ACTIVIDADES:
A – Enumera todos los alimentos que, según el fragmento de la página, había que darle a la yegua.
B – Transcribe del fragmento de la página el pasaje que empieza con las palabras que contienen "Era solamente" y termina con "frutas y verduras.".

FRAGMENTO DE LA PÁGINA:
•••
Era solamente
un pibe cuando cargaba el
carro en el Mercado de Abasto
y luego hacía su
recorrido por los barrios
de la zona sur para vender
frutas y verduras.
El
turquito
Trabajé
en relación con el
Mercado de forma independiente
desde 1943, a los 13 años,
hasta los 16 cuando se pusieron
en huelga los quinteros
y no me daba para mantener
la yegua, el corralón.
Empecé
a los doce con un carrito
a mano. Yo iba y venía
con Palito, Juan Carlos
Paletti, y después
repartía con el carrito.
Me fui haciendo un mango
hasta que un frutero una
vez dejó de vender
y le dije: “Antonio,
te compro la yegua y el
carro” y el tano me
dijo que sí, porque
él también
me había enseñado
el oficio. También
respondió Palito
como garante, “si
no te paga el pibe te pago
yo”. Y en tres meses
le pagué todo, porque
en aquel tiempo se ganaba
guita y no valían
tanto los animales y el
carro. Valía el corralón
donde había que mantener
la yegua y darle de comer,
alfalfa, pasto fresco, pasto
seco, avena, a veces maíz,
había que mantenerla.
A veces se rompía
una llanta y había
que restaurarla. Esas cositas,
que salían guita.
•••
DATOS:
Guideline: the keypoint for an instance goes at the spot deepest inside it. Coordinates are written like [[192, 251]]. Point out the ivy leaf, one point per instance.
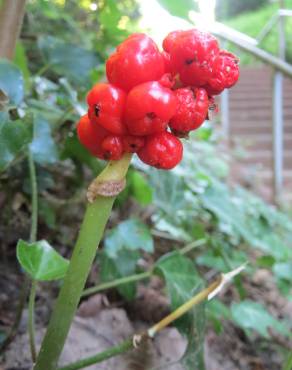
[[67, 59], [121, 266], [131, 235], [11, 82], [14, 138], [179, 8], [41, 261], [43, 147], [183, 282], [252, 315]]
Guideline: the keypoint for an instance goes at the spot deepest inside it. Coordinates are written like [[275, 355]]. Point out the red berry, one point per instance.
[[192, 55], [192, 109], [112, 147], [170, 40], [149, 107], [162, 150], [91, 136], [225, 73], [136, 60], [106, 106], [167, 80], [168, 65], [133, 143]]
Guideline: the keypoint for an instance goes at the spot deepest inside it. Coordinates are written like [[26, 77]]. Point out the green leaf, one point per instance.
[[140, 188], [183, 282], [68, 60], [123, 265], [73, 149], [14, 138], [11, 82], [252, 315], [179, 8], [20, 59], [132, 235], [43, 147], [41, 261], [283, 270]]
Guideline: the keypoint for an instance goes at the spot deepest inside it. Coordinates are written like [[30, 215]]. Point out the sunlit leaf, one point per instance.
[[179, 8], [11, 82], [41, 261], [183, 282]]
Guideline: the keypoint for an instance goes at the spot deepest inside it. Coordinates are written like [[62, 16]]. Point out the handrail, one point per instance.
[[245, 43]]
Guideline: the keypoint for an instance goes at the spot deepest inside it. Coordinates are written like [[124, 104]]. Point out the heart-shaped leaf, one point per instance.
[[41, 261], [11, 82]]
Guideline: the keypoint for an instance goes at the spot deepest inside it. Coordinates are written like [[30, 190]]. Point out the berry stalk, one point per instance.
•••
RESPUESTAS:
A – alfalfa, pasto fresco, pasto seco, avena y maíz

B –
Era solamente
un pibe cuando cargaba el
carro en el Mercado de Abasto
y luego hacía su
recorrido por los barrios
de la zona sur para vender
frutas y verduras.